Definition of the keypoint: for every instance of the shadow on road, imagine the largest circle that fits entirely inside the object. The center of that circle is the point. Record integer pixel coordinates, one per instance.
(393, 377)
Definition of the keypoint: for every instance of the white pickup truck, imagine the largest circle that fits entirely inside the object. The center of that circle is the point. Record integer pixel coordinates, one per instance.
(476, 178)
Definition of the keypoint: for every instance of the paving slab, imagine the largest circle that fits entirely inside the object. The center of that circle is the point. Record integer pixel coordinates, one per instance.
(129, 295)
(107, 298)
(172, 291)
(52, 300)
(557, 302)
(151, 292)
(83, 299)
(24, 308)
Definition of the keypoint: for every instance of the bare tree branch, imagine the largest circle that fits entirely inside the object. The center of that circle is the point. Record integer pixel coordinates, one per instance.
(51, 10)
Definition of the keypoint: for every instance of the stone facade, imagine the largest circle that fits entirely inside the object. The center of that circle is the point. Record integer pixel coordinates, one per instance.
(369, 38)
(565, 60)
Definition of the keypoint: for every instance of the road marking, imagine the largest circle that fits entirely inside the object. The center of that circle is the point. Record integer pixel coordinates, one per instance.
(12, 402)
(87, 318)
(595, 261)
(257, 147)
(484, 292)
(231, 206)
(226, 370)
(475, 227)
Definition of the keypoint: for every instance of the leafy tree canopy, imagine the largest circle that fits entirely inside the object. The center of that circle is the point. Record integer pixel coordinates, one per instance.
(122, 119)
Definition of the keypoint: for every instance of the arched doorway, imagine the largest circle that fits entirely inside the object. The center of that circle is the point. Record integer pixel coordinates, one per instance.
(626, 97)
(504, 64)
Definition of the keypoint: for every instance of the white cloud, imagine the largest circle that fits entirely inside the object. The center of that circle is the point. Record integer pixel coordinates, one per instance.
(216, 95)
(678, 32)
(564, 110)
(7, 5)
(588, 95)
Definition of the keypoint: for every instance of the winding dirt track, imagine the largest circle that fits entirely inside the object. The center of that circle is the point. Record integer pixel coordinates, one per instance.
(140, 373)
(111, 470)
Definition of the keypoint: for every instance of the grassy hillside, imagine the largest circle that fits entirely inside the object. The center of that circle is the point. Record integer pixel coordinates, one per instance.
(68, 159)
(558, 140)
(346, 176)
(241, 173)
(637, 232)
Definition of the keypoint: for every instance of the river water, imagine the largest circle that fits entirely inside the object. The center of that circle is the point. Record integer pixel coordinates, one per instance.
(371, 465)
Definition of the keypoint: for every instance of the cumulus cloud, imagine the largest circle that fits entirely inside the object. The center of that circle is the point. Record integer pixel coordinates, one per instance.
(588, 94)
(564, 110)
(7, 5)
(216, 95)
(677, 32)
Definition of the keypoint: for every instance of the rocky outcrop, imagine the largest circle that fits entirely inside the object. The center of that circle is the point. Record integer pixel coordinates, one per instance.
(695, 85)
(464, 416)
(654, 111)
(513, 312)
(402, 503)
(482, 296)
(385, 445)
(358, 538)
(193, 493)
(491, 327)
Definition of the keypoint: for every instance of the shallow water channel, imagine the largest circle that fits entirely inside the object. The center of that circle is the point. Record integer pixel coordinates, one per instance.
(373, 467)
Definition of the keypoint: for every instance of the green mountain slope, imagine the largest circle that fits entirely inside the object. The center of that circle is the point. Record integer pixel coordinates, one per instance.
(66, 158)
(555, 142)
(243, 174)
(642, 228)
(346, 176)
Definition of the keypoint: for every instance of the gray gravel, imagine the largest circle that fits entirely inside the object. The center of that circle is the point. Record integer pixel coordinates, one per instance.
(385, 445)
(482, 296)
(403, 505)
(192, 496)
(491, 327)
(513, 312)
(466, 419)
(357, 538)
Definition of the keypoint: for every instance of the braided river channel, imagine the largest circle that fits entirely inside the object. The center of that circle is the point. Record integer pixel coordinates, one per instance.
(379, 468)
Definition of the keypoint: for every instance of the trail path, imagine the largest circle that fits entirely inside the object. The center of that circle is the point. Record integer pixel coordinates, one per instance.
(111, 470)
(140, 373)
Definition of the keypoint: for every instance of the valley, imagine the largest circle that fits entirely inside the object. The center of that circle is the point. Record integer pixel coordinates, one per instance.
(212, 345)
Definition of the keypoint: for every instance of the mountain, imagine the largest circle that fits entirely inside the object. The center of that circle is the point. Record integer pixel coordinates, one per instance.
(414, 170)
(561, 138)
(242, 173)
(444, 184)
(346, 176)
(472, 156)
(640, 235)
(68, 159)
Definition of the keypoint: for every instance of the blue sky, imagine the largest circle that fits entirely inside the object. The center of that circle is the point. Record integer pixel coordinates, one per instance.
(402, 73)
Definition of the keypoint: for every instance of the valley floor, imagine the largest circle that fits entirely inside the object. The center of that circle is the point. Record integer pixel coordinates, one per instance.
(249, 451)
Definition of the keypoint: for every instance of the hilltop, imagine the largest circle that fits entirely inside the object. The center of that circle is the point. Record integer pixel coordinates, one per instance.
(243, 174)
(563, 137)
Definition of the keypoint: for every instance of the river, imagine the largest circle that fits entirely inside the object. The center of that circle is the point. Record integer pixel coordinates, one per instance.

++++

▶ **Goal**: Output the line containing "valley floor, imagine" and all lines after it to the end of the records, exactly as given.

▶ **Expected answer**:
Definition of the keypoint: for every instance of the valley floor, imagine the largest circle that fits entirely inside the object. The center of that circle is the point. Record integer pixel coordinates, one per instance.
(249, 451)
Definition of the keypoint: for every instance of the hilltop, imagine the largest circle that fits entirely inside the object. The center of that circle is the point. Record integer pixel coordinates, one per instance.
(243, 174)
(563, 137)
Definition of the keypoint: for every instance of the river, imagine the largest circle that fits entirely inside the object. The center of that circle is the point. Record integer pixel coordinates, one per instance.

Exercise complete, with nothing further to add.